> [Job]: Reproduce only the lines from the one containing "like (186, 211)." through the last line, substituting "placard" for "sign" and leaving everything else unchanged.

> [Data to use]:

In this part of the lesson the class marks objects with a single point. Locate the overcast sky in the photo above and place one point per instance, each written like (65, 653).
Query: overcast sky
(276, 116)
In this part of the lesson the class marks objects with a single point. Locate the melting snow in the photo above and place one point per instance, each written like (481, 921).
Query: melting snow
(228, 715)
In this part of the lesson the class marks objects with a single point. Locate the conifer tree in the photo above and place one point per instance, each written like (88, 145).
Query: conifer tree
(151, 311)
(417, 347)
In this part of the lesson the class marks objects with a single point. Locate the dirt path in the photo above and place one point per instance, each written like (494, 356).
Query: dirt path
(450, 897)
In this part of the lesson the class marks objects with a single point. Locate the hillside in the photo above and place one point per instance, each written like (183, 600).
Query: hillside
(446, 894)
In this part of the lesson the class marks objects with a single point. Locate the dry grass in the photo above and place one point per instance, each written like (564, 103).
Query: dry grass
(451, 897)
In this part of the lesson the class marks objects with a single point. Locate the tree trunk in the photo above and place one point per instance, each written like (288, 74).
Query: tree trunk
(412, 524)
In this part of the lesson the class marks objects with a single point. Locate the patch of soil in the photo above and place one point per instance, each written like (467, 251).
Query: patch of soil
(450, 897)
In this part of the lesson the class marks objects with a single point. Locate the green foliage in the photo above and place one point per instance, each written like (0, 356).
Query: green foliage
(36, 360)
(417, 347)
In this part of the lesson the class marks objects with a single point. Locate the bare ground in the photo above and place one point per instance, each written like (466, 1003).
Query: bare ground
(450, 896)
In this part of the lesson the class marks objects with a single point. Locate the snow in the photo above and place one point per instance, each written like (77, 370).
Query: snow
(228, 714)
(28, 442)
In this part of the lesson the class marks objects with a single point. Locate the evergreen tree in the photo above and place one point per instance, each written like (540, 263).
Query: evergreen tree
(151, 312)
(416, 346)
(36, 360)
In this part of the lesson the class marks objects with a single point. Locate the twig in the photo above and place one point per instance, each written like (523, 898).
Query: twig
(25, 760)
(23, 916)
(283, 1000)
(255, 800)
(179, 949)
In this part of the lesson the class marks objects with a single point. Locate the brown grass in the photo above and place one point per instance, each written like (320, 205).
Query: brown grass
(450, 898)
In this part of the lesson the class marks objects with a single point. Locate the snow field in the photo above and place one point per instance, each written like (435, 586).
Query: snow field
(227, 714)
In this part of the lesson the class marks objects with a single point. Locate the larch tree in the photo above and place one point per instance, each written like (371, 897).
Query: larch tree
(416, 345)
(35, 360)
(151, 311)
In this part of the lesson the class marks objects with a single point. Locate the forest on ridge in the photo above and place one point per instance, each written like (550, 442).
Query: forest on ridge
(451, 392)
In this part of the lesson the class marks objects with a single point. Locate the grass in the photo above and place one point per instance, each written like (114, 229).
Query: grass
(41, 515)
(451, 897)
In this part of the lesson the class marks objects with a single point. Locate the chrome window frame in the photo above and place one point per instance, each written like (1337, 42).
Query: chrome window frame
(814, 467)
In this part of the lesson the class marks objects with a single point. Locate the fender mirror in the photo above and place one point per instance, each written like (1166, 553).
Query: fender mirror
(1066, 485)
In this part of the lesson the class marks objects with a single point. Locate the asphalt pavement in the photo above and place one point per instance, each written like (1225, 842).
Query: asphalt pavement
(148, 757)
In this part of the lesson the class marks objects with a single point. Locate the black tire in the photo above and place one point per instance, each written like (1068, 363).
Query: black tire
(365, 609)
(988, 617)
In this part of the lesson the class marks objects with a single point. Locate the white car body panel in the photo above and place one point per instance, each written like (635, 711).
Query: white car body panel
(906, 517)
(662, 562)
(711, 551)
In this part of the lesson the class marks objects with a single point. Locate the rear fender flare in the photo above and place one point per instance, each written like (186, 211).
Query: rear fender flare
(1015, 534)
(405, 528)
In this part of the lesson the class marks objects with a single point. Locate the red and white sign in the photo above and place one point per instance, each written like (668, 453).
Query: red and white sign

> [The output]:
In this part of the lesson the class marks objects with a single point. Locate the rear fender flare in the photo above and place one point per instance, each written like (186, 211).
Query: rear fender flare
(1015, 534)
(405, 528)
In this part of the lesson the class marks objects with a single point. Locate the red and white placard in the photo above and place one point per instance, each written like (668, 453).
Query: red and white placard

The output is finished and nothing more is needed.